## Page text
_ _ _ _ _

Sat, 02 Sep 2000

BPS reports improvement in key economic indicators

JAKARTA (JP): The Central Bureau of Statistics (BPS) reported on Friday another improvement in the country's economy, with most of its key indicators showing promising trends.

Exports in July grew to another record high of US$5.35 billion from $5.29 billion in the previous month, while August inflation dropped to 0.51 percent as against 1.28 percent the month before, the agency said.

Bureau chief Soedarti Subakti said that Indonesia's exports in July recorded growth of only 1.17 percent from June; but in terms of value, the country's monthly foreign trade was the highest ever.

"The exports consisted of $4.2 billion in non-oil and gas exports, a growth of 1.16 percent; and $1.14 billion in oil and gas exports, a growth of 1.18 percent," Soedarti said.

BPS said that imports rose to $2.48 billion in July from $2.42 billion the month before, boosting Indonesia's trade surplus to $2.86 billion from $2.77 billion.

Soedarti said that for the first semester of this year, exports grew by 33.68 percent to $34.65 billion from last year's first-half figure.

The agency said that non-oil and gas exports grew 26.9 percent during the first semester of this year. Oil and gas exports grew by 64.49 percent over the same period.

Soedarti said that the non-oil and gas exports were dominated by 10 products, which made up 60 percent of total exports during this year's first semester.

Of these products, she said, the main contributors were electrical appliances (13.14 percent), which included audio and video TV products; forestry and timber products (8.05 percent); and mechanical products (7.4 percent), including computer peripherals.

Indonesia's main export destination from January to July 2000, Soedarti said, was still the United States with $4.48 billion worth of goods, followed by Japan and Singapore with $4.06 billion and $3.11 billion, respectively.

_ _ _ _ _

(Source records)

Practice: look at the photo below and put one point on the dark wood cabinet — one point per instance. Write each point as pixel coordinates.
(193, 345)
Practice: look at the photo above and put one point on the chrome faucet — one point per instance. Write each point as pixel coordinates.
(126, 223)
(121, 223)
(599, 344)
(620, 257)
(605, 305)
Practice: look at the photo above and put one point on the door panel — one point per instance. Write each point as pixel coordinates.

_ _ _ _ _

## What is asked
- a) From the article on Indonesia's economic indicators, write out again the part that opens with the words containing "Bureau chief Soedarti" and closes with "the same period.", replacing "first semester" with "first half" wherever it occurs.
- b) According to the article on Indonesia's economic indicators, how large was the country's trade surplus in July?

## Task-by-task results
- a)
Bureau chief Soedarti Subakti said that Indonesia's exports in July recorded growth of only 1.17 percent from June; but in terms of value, the country's monthly foreign trade was the highest ever.

"The exports consisted of $4.2 billion in non-oil and gas exports, a growth of 1.16 percent; and $1.14 billion in oil and gas exports, a growth of 1.18 percent," Soedarti said.

BPS said that imports rose to $2.48 billion in July from $2.42 billion the month before, boosting Indonesia's trade surplus to $2.86 billion from $2.77 billion.

Soedarti said that for the first half of this year, exports grew by 33.68 percent to $34.65 billion from last year's first-half figure.

The agency said that non-oil and gas exports grew 26.9 percent during the first half of this year. Oil and gas exports grew by 64.49 percent over the same period.

- b) $2.86 billion